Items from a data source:
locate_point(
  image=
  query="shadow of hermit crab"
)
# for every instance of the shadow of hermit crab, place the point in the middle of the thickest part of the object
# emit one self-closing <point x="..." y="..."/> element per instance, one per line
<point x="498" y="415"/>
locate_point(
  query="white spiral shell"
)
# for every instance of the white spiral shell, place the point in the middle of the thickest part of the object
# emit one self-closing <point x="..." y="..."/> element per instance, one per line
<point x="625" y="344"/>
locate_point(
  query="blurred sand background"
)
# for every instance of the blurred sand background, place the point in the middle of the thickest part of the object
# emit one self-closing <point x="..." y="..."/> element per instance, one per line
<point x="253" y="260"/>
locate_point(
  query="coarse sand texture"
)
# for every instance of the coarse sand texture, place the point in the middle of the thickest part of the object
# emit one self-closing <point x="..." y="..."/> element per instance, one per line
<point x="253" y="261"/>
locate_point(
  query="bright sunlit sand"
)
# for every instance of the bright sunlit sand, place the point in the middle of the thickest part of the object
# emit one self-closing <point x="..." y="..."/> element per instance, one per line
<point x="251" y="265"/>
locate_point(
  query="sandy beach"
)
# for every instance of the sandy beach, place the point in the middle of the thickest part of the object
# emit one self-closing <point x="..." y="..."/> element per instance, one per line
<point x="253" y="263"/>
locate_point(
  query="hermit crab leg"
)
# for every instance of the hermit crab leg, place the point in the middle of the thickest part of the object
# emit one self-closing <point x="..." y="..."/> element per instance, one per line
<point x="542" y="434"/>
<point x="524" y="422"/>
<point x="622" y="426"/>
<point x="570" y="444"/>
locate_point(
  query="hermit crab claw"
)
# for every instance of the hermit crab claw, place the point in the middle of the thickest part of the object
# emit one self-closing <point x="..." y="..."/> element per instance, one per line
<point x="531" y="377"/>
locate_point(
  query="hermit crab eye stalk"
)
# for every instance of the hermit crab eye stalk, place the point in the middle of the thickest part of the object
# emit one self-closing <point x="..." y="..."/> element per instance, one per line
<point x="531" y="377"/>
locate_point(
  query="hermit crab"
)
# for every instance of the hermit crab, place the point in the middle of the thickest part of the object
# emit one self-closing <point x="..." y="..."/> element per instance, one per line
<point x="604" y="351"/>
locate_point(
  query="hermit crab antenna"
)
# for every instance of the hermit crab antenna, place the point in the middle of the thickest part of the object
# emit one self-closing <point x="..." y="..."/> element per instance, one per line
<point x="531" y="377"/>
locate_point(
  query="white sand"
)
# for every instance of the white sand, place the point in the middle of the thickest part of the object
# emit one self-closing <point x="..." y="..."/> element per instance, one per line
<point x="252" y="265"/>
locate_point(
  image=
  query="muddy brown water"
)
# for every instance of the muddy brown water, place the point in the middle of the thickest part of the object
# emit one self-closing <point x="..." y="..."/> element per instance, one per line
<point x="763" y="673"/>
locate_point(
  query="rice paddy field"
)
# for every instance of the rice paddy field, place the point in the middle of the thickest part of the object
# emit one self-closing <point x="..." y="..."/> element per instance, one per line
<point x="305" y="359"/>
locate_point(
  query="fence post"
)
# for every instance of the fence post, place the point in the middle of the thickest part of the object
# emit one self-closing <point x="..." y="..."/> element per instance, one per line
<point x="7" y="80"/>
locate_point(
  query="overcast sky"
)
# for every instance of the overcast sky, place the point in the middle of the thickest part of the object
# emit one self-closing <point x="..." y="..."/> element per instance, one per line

▸ **TASK REQUIREMENTS**
Output the full listing without altering anything.

▸ **RESULT FOR THIS TASK**
locate_point(
  image=
  query="shadow of hermit crab"
)
# for every instance of the shadow of hermit crab, place the point in the middle of the thickest part of the object
# emit one self-closing <point x="..." y="..."/> element per instance, one per line
<point x="498" y="415"/>
locate_point(
  query="white spiral shell"
)
# for every instance of the white spiral shell, place the point in the middle of the thickest part of the object
# emit one self-closing <point x="..." y="..."/> element per instance, one per line
<point x="625" y="344"/>
locate_point(
  query="blurred sand background"
)
# for every instance of the blurred sand background, place the point in the middle of the thickest part of the object
# emit one self-closing <point x="..." y="..."/> element per instance, one per line
<point x="253" y="260"/>
locate_point(
  query="coarse sand texture"
)
# for every instance of the coarse sand texture, place the point in the middle of the thickest part of the object
# emit one self-closing <point x="..." y="..."/> element per instance, one per line
<point x="253" y="261"/>
locate_point(
  query="bright sunlit sand"
)
# for every instance of the bright sunlit sand, place the point in the middle of the thickest part of the object
# emit one self-closing <point x="..." y="..."/> element per instance, one per line
<point x="251" y="265"/>
locate_point(
  query="sandy beach"
)
# for every instance of the sandy beach, place the point in the middle of the thickest part of the object
# emit one self-closing <point x="..." y="..."/> element per instance, one per line
<point x="253" y="263"/>
locate_point(
  query="hermit crab leg"
)
# for every instance of the hermit crab leg, place the point in the middle of the thickest part of the object
# emit one self-closing <point x="..." y="..."/> element per instance, one per line
<point x="542" y="434"/>
<point x="524" y="422"/>
<point x="622" y="426"/>
<point x="570" y="444"/>
locate_point(
  query="hermit crab claw"
)
# for every instance of the hermit crab claw, place the point in the middle of the thickest part of the object
# emit one self-closing <point x="..." y="..."/> element per instance, one per line
<point x="531" y="377"/>
locate_point(
  query="hermit crab eye stalk"
)
# for every instance of the hermit crab eye stalk, place the point in the middle of the thickest part of the object
# emit one self-closing <point x="..." y="..."/> element per instance, one per line
<point x="531" y="377"/>
locate_point(
  query="hermit crab"
)
# for every instance of the hermit crab, place the point in the middle of the thickest part of the object
# emit one self-closing <point x="..." y="..."/> element per instance, one per line
<point x="604" y="351"/>
locate_point(
  query="hermit crab antenna"
)
# for every instance of the hermit crab antenna, place the point in the middle of the thickest part of the object
# emit one self-closing <point x="..." y="..."/> element per instance, one per line
<point x="531" y="377"/>
locate_point(
  query="white sand"
)
# for every instance of the white sand, place the point in the middle of the thickest part of the object
# emit one self-closing <point x="..." y="..."/> element per instance, one per line
<point x="252" y="265"/>
locate_point(
  image=
  query="muddy brown water"
)
# for every instance of the muddy brown water, place the point in the middle of the thickest part of the object
# emit one self-closing <point x="..." y="..."/> element per instance, one per line
<point x="763" y="673"/>
locate_point(
  query="rice paddy field"
)
# for every instance of the rice paddy field, place the point in the middle of the thickest part of the object
# emit one self-closing <point x="..." y="..."/> element per instance, one per line
<point x="305" y="359"/>
locate_point(
  query="fence post"
)
# for every instance of the fence post, place the point in the middle of the thickest part of the object
# emit one self-closing <point x="..." y="..."/> element per instance, one per line
<point x="7" y="80"/>
locate_point(
  query="overcast sky"
)
# for every instance of the overcast sky, place the point in the middle of the thickest part of the object
# emit one self-closing <point x="..." y="..."/> element per instance, one per line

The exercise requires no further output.